◆ STATED TASK
Return the following data verbatim, line for line, without altering anything.

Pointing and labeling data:
----
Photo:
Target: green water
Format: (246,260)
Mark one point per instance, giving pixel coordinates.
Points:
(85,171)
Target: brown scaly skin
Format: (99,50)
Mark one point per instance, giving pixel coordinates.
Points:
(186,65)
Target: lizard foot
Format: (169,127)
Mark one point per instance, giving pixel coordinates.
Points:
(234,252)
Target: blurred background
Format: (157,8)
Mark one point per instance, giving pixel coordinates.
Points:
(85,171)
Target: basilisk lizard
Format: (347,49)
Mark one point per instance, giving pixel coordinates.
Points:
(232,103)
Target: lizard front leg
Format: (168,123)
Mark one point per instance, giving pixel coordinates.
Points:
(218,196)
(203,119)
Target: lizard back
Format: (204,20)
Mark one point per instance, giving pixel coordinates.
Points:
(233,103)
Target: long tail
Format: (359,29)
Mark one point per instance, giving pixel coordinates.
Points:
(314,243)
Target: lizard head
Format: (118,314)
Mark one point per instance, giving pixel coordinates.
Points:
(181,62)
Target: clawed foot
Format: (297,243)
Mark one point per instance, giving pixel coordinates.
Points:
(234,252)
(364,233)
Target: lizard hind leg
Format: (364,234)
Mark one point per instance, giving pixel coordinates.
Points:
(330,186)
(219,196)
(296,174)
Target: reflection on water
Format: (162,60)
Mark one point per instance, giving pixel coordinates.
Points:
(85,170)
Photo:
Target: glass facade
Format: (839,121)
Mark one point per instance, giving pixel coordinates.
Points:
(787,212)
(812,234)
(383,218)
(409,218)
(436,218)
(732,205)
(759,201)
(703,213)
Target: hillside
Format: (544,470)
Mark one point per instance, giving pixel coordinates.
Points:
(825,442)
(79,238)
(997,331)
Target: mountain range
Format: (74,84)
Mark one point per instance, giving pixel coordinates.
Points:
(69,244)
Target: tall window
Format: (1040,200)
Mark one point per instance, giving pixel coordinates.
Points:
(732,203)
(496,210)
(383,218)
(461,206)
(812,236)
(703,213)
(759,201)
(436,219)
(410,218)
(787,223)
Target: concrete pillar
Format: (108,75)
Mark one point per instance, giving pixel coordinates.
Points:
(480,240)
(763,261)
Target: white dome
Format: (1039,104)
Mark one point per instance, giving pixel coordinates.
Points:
----
◆ THE RESPONSE
Photo:
Target: green water
Format: (246,260)
Mark one point per instance, giving pixel coordinates.
Points:
(85,171)
Target: brown scaly skin
Format: (99,50)
Mark one point per instance, giving pixel coordinates.
Points:
(186,65)
Target: lizard foot
Format: (169,127)
Mark one point per instance, giving pixel coordinates.
Points:
(234,252)
Target: blurred background
Format: (157,8)
Mark one point per instance, giving pixel coordinates.
Points:
(85,171)
Target: basilisk lizard
Format: (347,49)
Mark one point per instance, giving pixel coordinates.
Points:
(232,103)
Target: lizard front leg
Format: (168,123)
Mark one point per instance, giving pixel coordinates.
Points:
(218,196)
(203,119)
Target: lizard back
Format: (204,20)
Mark one point per instance, giving pixel coordinates.
Points:
(233,103)
Target: long tail
Format: (359,29)
Mark one point per instance, giving pixel coordinates.
Points:
(314,243)
Target: lizard head
Format: (118,314)
Mark one point per instance, giving pixel coordinates.
Points:
(181,62)
Target: clawed foot
Format: (297,243)
Mark one point per instance, giving pixel coordinates.
Points:
(234,252)
(364,233)
Target: lizard hind leg
Format: (364,234)
Mark one point per instance, giving pixel coordinates.
Points:
(330,186)
(219,196)
(296,174)
Target: reflection on water
Format: (162,60)
Mark one point per instance, giving pixel coordinates.
Points:
(85,170)
Photo:
Target: glass facade
Format: (839,121)
Mark one point per instance, giving pixel coordinates.
Points:
(787,212)
(812,234)
(383,218)
(409,218)
(436,218)
(732,205)
(759,201)
(703,213)
Target: hillside
Format: (544,470)
Mark one point per instance, giving pixel coordinates.
Points:
(825,442)
(79,238)
(997,331)
Target: mountain range
Format: (74,84)
Mark one point per instance, giving pixel coordinates.
Points:
(69,244)
Target: tall window
Format: (1040,200)
Mark one point per instance, giving pixel coordinates.
Points:
(732,203)
(496,210)
(383,218)
(461,206)
(812,236)
(703,213)
(759,201)
(436,219)
(410,218)
(787,223)
Target: concrete pillar
Format: (108,75)
Mark one point per instance, giving pixel coordinates.
Points:
(480,240)
(763,261)
Target: white dome
Format: (1039,104)
Mark one point per instance, giving pixel coordinates.
Points:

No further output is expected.